## [Task requirements]
A) In the food preservation blog post, what did the writer live almost entirely on during the 2018 week of eating only from the farm?
B) Carry on the food preservation blog post from where it stops.

## [Given text]
=======

The Lost Art of Food Preservation

 

As mentioned in an earlier blog, we had a blessed growing season on our little mixed farm in 2019. We did have some sub-par production, i.e. orchard fruit, potatoes, tomatoes, kale.  But the advantage of mixed farming is that other produce makes up the difference. No one starves, for sure!  Many 21st Century households can’t fathom this, because of today’s available “food basket”.  Look at the array of choices year around in the grocery store. Some from far-flung countries. Sometimes the prices reflect ‘off season’ produce, but seldom does a scarcity exist. This is yet another separation from local farm grown.

You may recall that in late summer 2018, I ‘lived off the farm’ for a week.  This means that everything that I ate was grown on our five acres. Frankly, I felt starved most of the week. I lived almost entirely from snap beans, spinach, and berries. But I learned a lot, especially added respect for our settler ancestors. As well as the blessing present within our grocery aisle and our available choices.

In late summer 2019, I took a different approach. With the bounty of the farm, I made vegetable soup. Everything I could find went into it. Admittedly, I added seasonings, some corn bought from a neighboring farm, and threw in most anything else in the kitchen.  I did this because of a love of soup, but also because I wanted to preserve this freshness from the farm.

I also thought about food preservation and this “dying art” – mostly because there is simply no need today. Maybe some of you recall growing up with canning food for preservation, at least jellies and jams, or maybe tomatoes and beans. For many homes, it was a necessity decades ago, but now it’s become more of a hobby.  Unlike in the last century, when prevention of food spoilage was literally a life or death matter.

Today’s choice of preservation seems to be freezing, perhaps because it’s easy and convenient. This is what I did with that vegetable soup! This is why most stores have extensive “frozen food” sections.  However, freezing assumes electricity or another power supply, which, as you know, may not be available in an severe emergency.

=======

## [Entries pointing to labeled objects]
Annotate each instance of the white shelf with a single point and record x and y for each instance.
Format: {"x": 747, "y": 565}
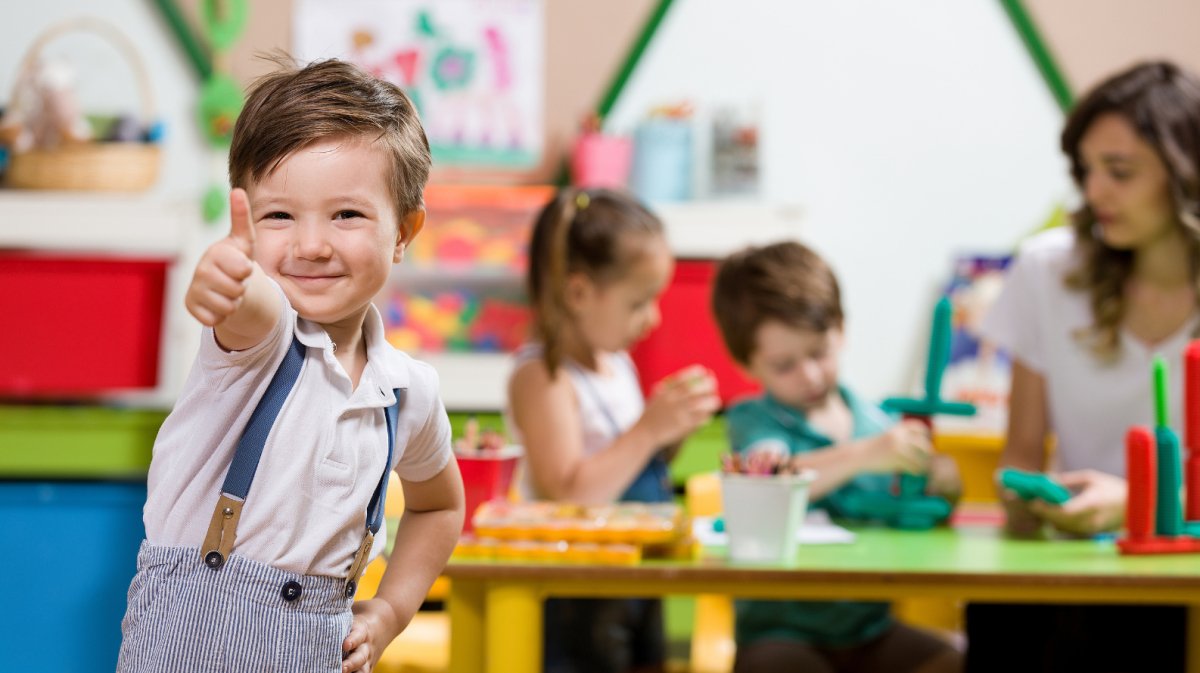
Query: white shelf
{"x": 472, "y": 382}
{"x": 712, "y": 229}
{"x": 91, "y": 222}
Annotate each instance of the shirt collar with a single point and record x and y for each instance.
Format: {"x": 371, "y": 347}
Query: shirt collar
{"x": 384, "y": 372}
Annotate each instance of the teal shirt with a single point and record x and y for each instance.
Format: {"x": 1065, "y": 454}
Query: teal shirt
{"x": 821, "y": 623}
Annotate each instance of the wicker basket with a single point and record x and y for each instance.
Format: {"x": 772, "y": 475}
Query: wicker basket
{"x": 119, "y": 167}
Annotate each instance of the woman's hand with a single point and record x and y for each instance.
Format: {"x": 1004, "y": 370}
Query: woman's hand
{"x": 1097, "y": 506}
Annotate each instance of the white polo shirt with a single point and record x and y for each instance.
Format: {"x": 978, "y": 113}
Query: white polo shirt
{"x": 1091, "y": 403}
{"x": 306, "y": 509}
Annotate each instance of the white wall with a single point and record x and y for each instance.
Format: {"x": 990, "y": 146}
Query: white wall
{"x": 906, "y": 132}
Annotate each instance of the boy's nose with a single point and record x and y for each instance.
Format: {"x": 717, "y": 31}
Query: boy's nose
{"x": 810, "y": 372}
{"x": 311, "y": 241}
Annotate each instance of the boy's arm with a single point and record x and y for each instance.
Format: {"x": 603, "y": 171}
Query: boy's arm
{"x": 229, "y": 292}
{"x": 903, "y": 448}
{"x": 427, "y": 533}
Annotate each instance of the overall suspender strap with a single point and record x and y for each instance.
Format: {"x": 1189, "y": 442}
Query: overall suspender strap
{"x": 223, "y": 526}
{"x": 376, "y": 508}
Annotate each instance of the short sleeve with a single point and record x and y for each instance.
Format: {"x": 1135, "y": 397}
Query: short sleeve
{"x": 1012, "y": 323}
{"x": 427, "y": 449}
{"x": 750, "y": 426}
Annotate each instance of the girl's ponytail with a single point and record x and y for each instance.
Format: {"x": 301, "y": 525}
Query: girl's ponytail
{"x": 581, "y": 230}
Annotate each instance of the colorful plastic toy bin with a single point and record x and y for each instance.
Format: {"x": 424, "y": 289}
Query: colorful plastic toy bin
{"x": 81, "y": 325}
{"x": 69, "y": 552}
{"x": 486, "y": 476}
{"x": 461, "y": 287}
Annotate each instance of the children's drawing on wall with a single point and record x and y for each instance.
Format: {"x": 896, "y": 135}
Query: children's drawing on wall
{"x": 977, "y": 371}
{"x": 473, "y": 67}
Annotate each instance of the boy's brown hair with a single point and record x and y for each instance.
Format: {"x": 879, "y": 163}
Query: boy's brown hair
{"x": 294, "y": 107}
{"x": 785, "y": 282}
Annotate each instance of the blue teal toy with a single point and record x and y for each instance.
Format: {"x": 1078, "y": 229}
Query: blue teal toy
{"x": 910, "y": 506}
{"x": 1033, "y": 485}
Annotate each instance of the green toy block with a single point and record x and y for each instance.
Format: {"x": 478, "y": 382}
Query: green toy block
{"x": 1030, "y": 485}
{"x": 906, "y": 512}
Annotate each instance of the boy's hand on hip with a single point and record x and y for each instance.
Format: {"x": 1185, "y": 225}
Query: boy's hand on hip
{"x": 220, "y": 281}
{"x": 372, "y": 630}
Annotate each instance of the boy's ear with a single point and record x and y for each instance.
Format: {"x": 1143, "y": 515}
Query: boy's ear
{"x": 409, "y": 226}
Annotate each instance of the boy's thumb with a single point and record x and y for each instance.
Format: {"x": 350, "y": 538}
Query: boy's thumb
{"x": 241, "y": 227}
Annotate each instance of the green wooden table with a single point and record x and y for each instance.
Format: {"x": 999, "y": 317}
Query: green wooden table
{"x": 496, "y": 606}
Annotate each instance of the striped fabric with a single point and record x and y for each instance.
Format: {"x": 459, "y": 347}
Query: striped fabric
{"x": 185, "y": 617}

=======

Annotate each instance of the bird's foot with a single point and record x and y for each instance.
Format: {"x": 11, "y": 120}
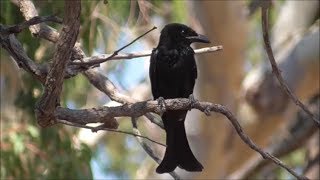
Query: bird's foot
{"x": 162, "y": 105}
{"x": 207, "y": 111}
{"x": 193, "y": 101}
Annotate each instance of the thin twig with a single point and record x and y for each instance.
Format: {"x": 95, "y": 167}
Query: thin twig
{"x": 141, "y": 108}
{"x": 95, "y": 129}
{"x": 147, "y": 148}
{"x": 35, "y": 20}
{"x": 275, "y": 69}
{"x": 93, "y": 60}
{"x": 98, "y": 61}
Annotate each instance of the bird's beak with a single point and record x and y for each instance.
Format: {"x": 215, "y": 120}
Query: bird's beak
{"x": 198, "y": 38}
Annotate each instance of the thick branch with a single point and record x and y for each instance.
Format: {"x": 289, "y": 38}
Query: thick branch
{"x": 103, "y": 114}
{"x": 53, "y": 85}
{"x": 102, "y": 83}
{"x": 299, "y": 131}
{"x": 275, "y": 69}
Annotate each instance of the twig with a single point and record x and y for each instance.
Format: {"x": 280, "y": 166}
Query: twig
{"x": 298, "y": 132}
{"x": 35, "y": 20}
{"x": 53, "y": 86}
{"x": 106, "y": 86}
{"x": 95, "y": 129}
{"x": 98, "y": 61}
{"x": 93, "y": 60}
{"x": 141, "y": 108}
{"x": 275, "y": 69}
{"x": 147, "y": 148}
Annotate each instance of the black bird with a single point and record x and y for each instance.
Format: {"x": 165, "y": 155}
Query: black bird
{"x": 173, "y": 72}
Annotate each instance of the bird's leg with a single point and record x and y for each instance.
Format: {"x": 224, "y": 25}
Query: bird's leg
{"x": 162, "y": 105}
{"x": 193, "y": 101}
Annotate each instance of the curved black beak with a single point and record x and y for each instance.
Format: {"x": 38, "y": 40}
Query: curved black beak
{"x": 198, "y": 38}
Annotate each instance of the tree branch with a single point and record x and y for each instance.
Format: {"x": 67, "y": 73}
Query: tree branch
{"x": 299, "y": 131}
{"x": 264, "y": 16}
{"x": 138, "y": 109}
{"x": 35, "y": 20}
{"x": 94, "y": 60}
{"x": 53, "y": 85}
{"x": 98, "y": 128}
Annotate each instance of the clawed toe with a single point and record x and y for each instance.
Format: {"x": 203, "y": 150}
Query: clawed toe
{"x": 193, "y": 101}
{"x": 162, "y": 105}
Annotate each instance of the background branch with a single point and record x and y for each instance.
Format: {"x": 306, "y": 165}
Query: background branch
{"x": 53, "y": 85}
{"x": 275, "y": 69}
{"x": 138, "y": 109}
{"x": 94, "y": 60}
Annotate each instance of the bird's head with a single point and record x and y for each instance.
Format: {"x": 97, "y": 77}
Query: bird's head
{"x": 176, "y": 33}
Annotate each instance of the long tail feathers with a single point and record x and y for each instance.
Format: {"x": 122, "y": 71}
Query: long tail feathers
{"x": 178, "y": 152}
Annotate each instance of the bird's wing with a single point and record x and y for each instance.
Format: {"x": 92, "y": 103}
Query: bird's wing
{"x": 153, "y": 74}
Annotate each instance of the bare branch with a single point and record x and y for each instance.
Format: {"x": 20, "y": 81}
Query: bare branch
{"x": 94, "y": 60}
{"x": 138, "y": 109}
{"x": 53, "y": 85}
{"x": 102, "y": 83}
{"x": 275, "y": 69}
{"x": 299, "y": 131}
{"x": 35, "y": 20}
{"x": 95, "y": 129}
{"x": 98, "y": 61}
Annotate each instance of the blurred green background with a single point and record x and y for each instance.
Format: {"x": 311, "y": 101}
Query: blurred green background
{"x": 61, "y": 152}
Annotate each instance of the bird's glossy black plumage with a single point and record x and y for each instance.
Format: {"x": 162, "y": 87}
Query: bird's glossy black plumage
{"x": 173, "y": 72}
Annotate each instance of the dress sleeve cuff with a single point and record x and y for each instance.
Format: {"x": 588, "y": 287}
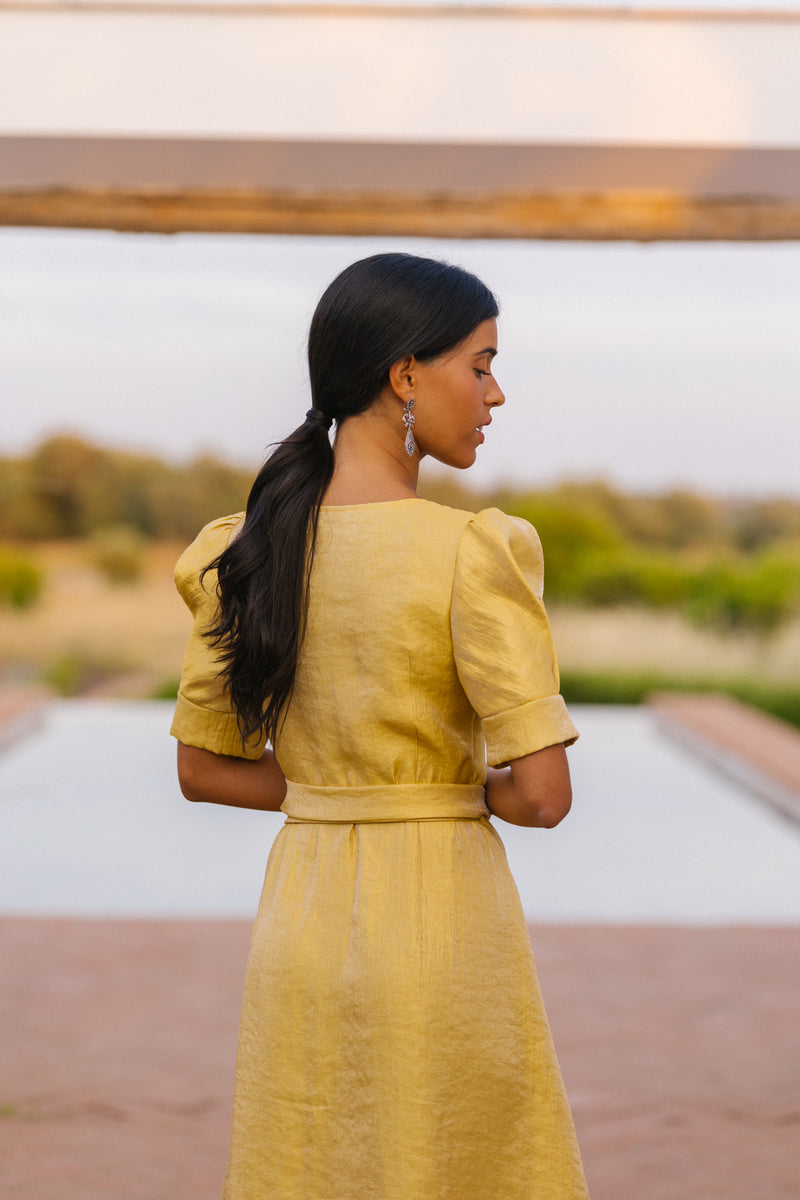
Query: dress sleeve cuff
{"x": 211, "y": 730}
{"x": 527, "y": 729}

=======

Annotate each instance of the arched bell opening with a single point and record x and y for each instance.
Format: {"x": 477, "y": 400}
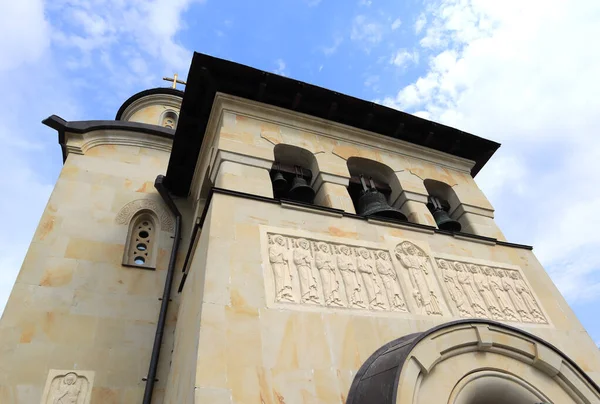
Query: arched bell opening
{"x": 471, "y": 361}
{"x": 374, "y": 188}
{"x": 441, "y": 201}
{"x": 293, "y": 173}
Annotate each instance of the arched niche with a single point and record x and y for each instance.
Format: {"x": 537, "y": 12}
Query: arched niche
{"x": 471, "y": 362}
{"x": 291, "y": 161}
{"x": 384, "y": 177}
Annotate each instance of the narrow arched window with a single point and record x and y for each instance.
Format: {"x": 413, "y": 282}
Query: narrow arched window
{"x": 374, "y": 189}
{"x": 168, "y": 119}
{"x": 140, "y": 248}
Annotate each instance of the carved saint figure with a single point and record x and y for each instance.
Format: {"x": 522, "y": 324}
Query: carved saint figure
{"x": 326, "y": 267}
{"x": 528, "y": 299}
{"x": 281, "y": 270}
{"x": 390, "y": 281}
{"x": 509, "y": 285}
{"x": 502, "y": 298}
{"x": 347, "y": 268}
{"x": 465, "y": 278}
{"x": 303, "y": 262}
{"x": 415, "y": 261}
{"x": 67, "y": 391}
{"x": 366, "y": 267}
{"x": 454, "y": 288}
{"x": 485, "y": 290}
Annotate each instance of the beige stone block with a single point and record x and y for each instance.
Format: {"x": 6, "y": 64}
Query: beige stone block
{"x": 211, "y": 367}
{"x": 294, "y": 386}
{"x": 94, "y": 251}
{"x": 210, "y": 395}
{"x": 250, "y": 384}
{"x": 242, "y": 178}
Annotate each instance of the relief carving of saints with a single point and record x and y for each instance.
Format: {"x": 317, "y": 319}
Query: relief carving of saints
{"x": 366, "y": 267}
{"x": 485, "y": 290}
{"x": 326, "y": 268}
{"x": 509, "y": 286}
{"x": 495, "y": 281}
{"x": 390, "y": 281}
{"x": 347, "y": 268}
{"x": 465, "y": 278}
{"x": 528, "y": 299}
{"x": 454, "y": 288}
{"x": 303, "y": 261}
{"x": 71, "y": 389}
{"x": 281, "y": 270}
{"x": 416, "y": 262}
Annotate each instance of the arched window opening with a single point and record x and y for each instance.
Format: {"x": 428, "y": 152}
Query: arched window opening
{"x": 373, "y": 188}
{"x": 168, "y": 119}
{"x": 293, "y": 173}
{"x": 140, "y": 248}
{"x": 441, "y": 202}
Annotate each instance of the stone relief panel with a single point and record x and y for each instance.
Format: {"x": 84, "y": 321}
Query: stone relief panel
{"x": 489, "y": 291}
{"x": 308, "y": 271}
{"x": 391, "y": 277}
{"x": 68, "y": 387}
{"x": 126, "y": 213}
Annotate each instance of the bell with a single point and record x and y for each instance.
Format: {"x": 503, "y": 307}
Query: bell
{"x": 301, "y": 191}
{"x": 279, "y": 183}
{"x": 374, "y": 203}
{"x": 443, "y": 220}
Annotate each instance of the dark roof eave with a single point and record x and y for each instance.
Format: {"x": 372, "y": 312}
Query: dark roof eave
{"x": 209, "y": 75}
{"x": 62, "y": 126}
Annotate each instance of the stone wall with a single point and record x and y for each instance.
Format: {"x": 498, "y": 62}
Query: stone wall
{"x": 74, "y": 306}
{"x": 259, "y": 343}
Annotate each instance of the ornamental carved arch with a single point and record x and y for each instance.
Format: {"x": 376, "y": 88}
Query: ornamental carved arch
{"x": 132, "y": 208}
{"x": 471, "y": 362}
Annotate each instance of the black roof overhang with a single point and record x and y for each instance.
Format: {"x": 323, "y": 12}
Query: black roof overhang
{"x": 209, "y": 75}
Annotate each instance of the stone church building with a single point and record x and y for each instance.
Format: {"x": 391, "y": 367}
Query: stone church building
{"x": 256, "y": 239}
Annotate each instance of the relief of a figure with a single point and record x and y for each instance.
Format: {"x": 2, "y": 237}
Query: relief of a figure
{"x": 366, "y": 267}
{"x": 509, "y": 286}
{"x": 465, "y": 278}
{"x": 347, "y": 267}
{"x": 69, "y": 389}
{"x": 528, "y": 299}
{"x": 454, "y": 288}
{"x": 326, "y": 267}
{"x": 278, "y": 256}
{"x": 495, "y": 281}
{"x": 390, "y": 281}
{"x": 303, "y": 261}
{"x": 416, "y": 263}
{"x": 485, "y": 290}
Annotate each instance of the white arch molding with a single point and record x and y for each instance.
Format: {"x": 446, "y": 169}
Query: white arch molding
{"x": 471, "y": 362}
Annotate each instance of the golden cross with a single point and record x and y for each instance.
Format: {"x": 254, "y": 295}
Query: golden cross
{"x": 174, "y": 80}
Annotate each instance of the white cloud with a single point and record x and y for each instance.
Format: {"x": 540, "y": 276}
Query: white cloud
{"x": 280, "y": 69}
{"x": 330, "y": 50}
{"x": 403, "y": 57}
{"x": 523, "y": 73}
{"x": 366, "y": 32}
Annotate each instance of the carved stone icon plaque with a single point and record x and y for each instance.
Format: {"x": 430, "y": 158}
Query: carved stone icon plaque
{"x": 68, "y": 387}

=======

## [Task-by-task outputs]
A) Snap beans, spinach, and berries.

B)
Canning is also common, as seen by the ‘canned food’ section in the grocery store. However these rows are factory-canned, and, as mentioned, home canning is increasingly rare. FYI, canned foods should be the core of a food supply buffer in case a major disaster hits.

Other common preservation methods, depending on the food, include pickling, salting, smoking, or drying. The salting of meat was very common. I grew up on a farm that had a small, old shed known as a ‘smoke house’ where bacon was salted and cured, thereby preserving it.  Pioneer families also were experts at minimal processing, or in essence, slowing down the spoilage by natural means, such as using root cellars or cold storage. This was all before a revolutionary new household appliance called a refrigerator.

This all may seem totally foreign for some or a distant memory for others, but food preservation was immeasurably important to our forefathers.  It was time-consuming and labor intensive. It was another chore that made for a hard life, but arguably a fulfilling life. Recalling it should make us grateful for the conveniences of today, with a 21st century abundance that should be used, rather than abused. As the adage goes, we should eat to live, not live to eat!  We might all be healthier for it.

Thanks for reading.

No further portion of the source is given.